As we enter prime ‘game season’, Nexus Planning’s Jack Dickinson and Matt Dugdale have been tracking some potential targets across the Midlands and the North.

There’s been plenty of movement in the valleys and on the moors of late, with Leeds launching a Local Plan Update and Sheffield releasing a Publication Draft Local Plan. This follows a hive of activity on the plains and in the forests, where there are forthcoming consultations in Central Lancashire and Greater Nottingham.

Against the backdrop of uncertainty and rumoured changes to the assessment of local housing need (‘LHN’), we’ve been taking stock of the approaches these authorities are taking to meet their objectively assessed needs in line with paragraph 61 of the National Planning Policy Framework (‘NPPF’), published July 2021. Currently this should be calculated using the standard method in national planning guidance (including a 35% uplift for the urban centres of Leeds, Nottingham and Sheffield), unless exceptional circumstances justify an alternative approach. In addition, any unmet needs from neighbouring areas should also be taken into account.

We compare the approaches below:

Authorities Adopted Plan Requirement Standard Method Figure (LHN) Emerging Plan Requirement +/- vs LHN
Central Lancashire
(Chorley, Preston, South Ribble)
1,341 dpa 989 dpa 1,334 dpa +345
Greater Nottingham
(Broxtowe, Gedling, Nottingham City and Rushcliffe)
2,571 dpa 3,282 dpa 3,119 dpa -163
Leeds 3,247 dpa 4,044 dpa N/A -797
Sheffield 1,352 dpa 3,018 dpa 2,100 dpa -918

Both Sheffield and Greater Nottingham argue that ‘exceptional circumstances’ exist and thus take a capacity-led approach to delivering housing through their emerging plans. In both cases, that capacity is below – Sheffield, -30% and Greater Nottingham, -5% – their LHN figures. In other words, they plan to feed off sites in the existing urban area, instead of hunting for those prosperous catches in the countryside and Green Belt.

Meanwhile, Leeds are not reviewing their adopted housing requirement in their ongoing partial review, despite it being 20% below their LHN figure.

The only ones bucking the trend are Central Lancashire, where an ‘increase’ of 35% has been suggested. This is despite Central Lancashire not being included in the top 20 urban centres where a 35% uplift has been added to the standard method.

[To be done]:
1) In the housing need article, swap "exceptional circumstances" for "special circumstances" and write out the passage that opens with the words containing "Against the backdrop" and closes with "Preston, South Ribble)".
2) Write what comes next in the article on local housing need, starting after its last sentence.
The lines after this point have nothing to do with the housing need article.

[Dataset extract]:
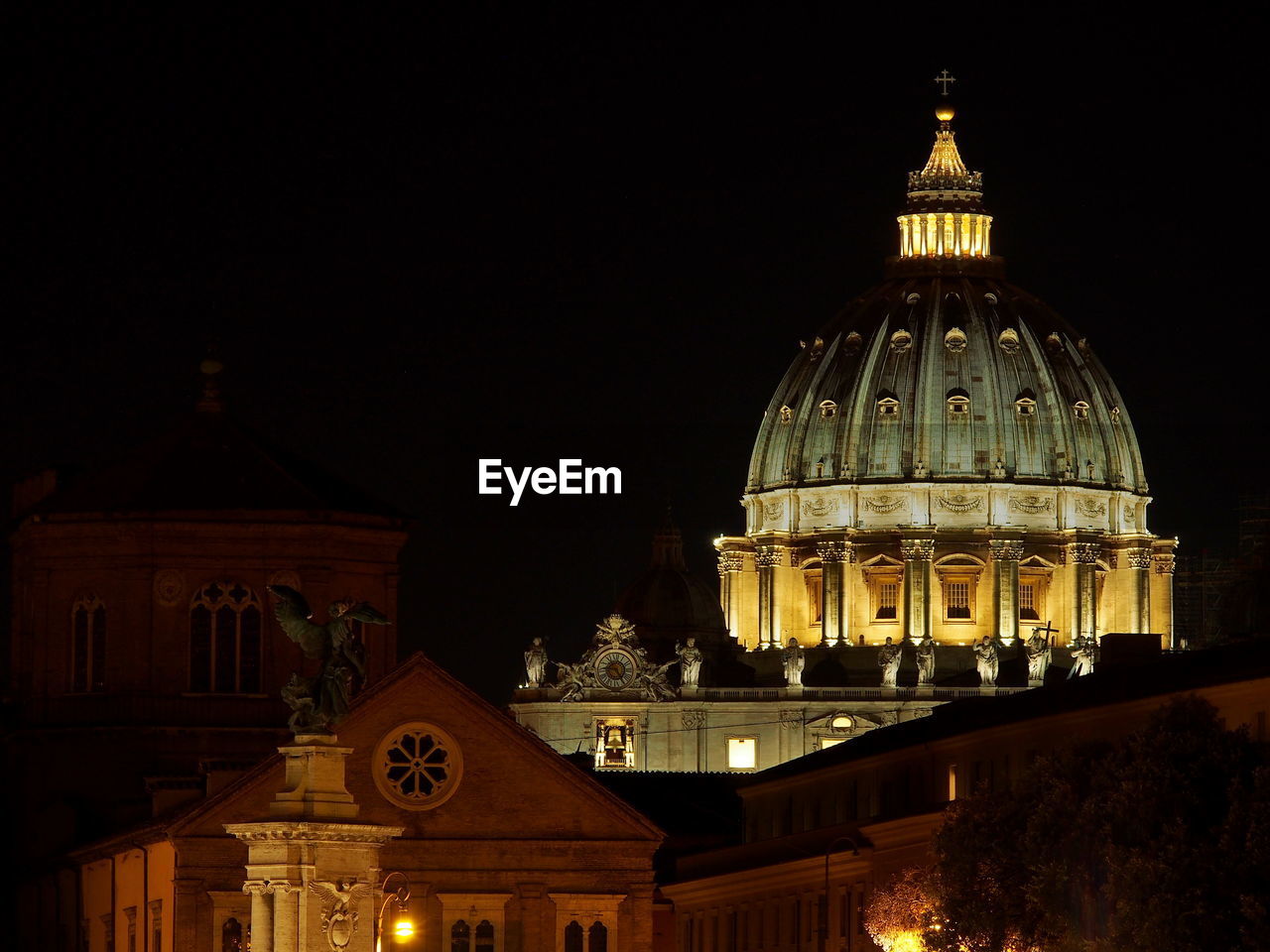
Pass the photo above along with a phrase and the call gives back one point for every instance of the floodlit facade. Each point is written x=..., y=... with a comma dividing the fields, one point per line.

[Expected outputs]:
1)
Against the backdrop of uncertainty and rumoured changes to the assessment of local housing need (‘LHN’), we’ve been taking stock of the approaches these authorities are taking to meet their objectively assessed needs in line with paragraph 61 of the National Planning Policy Framework (‘NPPF’), published July 2021. Currently this should be calculated using the standard method in national planning guidance (including a 35% uplift for the urban centres of Leeds, Nottingham and Sheffield), unless special circumstances justify an alternative approach. In addition, any unmet needs from neighbouring areas should also be taken into account.

We compare the approaches below:

Authorities Adopted Plan Requirement Standard Method Figure (LHN) Emerging Plan Requirement +/- vs LHN
Central Lancashire
(Chorley, Preston, South Ribble)

2)
We look at each authority in more detail below.

Central Lancashire (Chorley, Preston and South Ribble)

In September 2022, the three authorities hosted a Developer Forum where they gave the industry a scent of the housing evidence sitting behind their emerging Joint Local Plan.

On the face of it, Central Lancs appear to show some lofty ambition. They have, in principle, set out an approach which exceeds their LHN figure of 988 dwellings per annum (‘dpa’), by pursuing a housing requirement of 1,334 dpa.

However, when you consider this in context, the scale of growth is broadly in line with their existing adopted Core Strategy housing requirement (1,341 dpa) which dates from 2012. That figure is one which the authorities have aspired to, but haven’t managed to achieve over the past decade as evidenced by numerous appeals.

Despite this, the justification for ‘increasing’ the housing requirement stems from their disagreement with the use of the 2014 household projections underpinning the standard method. They argue that recent high levels of completions, coupled with the lower growth experienced during the time the projections were made, indicate a clear backdrop against which to depart from a ‘top down’ set LHN (notwithstanding any rumoured changes at the national level).

Central Lancs also shared their ‘Preferred Distribution’, or a stepped housing requirement, which is they say is aligned with land availability (although it is unclear at this stage whether this equates to urban sites or the release of Green Belt and/or safeguarded land). However, it does reveal that Preston is expected to deliver proportionately more units early in the plan period, while South Ribble and Chorley will be more relied upon in later years. We expect this strategy to be hotly contested as the new plan progresses.

Consultation on ‘Preferred Options’ (Regulation 18) is expected to launch in December 2022 or January 2023.

Greater Nottingham (Broxtowe, Gedling, Nottingham City and Rushcliffe)

At the end of September, the Greater Notts Joint Planning Advisory Board set out their intention to move away from their LHN figure.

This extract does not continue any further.